4.1 Context Assembly Pipeline

The most differentiating component. Better context = better completions.

class ContextAssembler:
    """Assemble optimal context for code completion within token budget."""

    MAX_CONTEXT_TOKENS = 2048

    def assemble(self, request: CompletionRequest) -> AssembledContext:
        budget = TokenBudget(total=self.MAX_CONTEXT_TOKENS)

        prefix_tokens = self._get_prefix(request, budget.allocate(ratio=0.4))
        suffix_tokens = self._get_suffix(request, budget.allocate(ratio=0.2))

        current_file_symbols = self._extract_symbols(request.file_content)

        cross_file_context = self._get_cross_file_context(
            request, current_file_symbols, budget.remaining()
        )

        return AssembledContext(
            prefix=prefix_tokens,
            suffix=suffix_tokens,
            cross_file=cross_file_context,
        )

    def _get_cross_file_context(self, request: CompletionRequest,
                                 symbols: list[str], budget: int) -> list[Snippet]:
        """Priority-ordered cross-file context retrieval."""
        snippets = []

        imported = self._resolve_imports(request.file_content, request.language)
        for imp in imported:
            definition = self._find_definition(imp, request.repo)
            if definition:
                snippets.append(Snippet(source="import", priority=1, **definition))

(Dataset entries)
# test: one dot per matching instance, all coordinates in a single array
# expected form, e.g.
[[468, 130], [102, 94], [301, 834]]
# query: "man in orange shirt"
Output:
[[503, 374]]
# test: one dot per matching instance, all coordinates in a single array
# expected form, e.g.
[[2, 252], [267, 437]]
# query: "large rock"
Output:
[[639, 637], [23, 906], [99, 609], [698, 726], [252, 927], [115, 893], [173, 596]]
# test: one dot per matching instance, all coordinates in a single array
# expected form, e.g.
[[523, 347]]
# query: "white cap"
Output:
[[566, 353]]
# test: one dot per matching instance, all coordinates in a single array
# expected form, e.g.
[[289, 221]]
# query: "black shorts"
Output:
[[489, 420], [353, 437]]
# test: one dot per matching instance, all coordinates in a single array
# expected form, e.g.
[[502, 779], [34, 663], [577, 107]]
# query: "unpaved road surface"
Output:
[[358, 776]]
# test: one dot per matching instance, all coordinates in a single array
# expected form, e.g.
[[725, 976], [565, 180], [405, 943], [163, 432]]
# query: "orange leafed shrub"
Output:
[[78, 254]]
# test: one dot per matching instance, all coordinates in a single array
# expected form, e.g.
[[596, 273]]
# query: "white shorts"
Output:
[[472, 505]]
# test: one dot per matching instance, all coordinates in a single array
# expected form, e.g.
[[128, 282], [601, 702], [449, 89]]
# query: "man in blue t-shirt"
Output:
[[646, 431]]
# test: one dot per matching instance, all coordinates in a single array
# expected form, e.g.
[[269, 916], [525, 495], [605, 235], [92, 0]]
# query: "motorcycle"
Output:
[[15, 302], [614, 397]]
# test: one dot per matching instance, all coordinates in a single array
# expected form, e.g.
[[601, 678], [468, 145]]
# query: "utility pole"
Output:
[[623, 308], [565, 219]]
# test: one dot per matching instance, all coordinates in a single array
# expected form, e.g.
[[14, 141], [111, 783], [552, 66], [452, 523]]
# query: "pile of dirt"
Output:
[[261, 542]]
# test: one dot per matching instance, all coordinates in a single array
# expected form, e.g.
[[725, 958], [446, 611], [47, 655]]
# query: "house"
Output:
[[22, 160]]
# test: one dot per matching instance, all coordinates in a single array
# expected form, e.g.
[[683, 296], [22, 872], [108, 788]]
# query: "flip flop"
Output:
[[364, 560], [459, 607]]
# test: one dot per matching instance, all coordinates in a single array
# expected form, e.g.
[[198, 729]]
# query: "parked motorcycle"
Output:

USING THE INFORMATION:
**A)** Decide whether each statement below agrees with the context assembly pipeline text, answering yes or no and quoting the deciding words. (i) The maximum number of context tokens is set to 2048. (ii) The suffix receives a larger share of the token budget than the prefix. (iii) Snippets that come from imports are assigned priority 1.
**B)** Please supply the next part of the context assembly pipeline text, picking up right after its final line.

EXPECTED RESULTS:
**A)**
(i) Yes: "MAX_CONTEXT_TOKENS = 2048"
(ii) No: "prefix_tokens = self._get_prefix(request, budget.allocate(ratio=0.4))" and "suffix_tokens = self._get_suffix(request, budget.allocate(ratio=0.2))"
(iii) Yes: "Snippet(source="import", priority=1, **definition)"

**B)**
        type_refs = self._find_type_references(request.file_content, request.cursor)
        for ref in type_refs:
            typedef = self._find_type_definition(ref, request.repo)
            if typedef:
                snippets.append(Snippet(source="type_ref", priority=2, **typedef))

        similar = self.repo_index.find_similar_code(
            request.prefix[-200:], request.language, top_k=5
        )
        snippets.extend(
            Snippet(source="similar", priority=3, **s) for s in similar
        )

        for f in request.recently_edited_files[:3]:
            snippets.append(Snippet(source="recent", priority=4, path=f.path, 
                                     content=f.content[:500]))

        snippets.sort(key=lambda s: s.priority)
        return self._fit_to_budget(snippets, budget)

4.2 Completion Engine with Speculative Decoding

class SpeculativeCompletionEngine:
    """Fast code completion using speculative decoding."""

    def __init__(self, draft_model, target_model, max_draft_tokens: int = 8):
        self.draft = draft_model        # 150M params, very fast
        self.target = target_model      # 7B params, high quality
        self.max_draft_tokens = max_draft_tokens

    def complete(self, context: AssembledContext, max_tokens: int = 64) -> Completion:
        prompt = self._format_fim_prompt(context)
        input_ids = self.tokenizer.encode(prompt)

        generated = []
        while len(generated) < max_tokens:
            draft_tokens = self.draft.generate(
                input_ids + generated, 
                max_new_tokens=self.max_draft_tokens,
                temperature=0.0,
            )

            target_logits = self.target.forward(
                input_ids + generated + draft_tokens
            )

            accepted = 0
            for i, draft_token in enumerate(draft_tokens):
                target_prob = target_logits[len(input_ids) + len(generated) + i]
                draft_prob = 1.0

                if self._should_accept(draft_token, target_prob, draft_prob):
                    accepted += 1
                else:
                    correction = self._sample_from(target_prob)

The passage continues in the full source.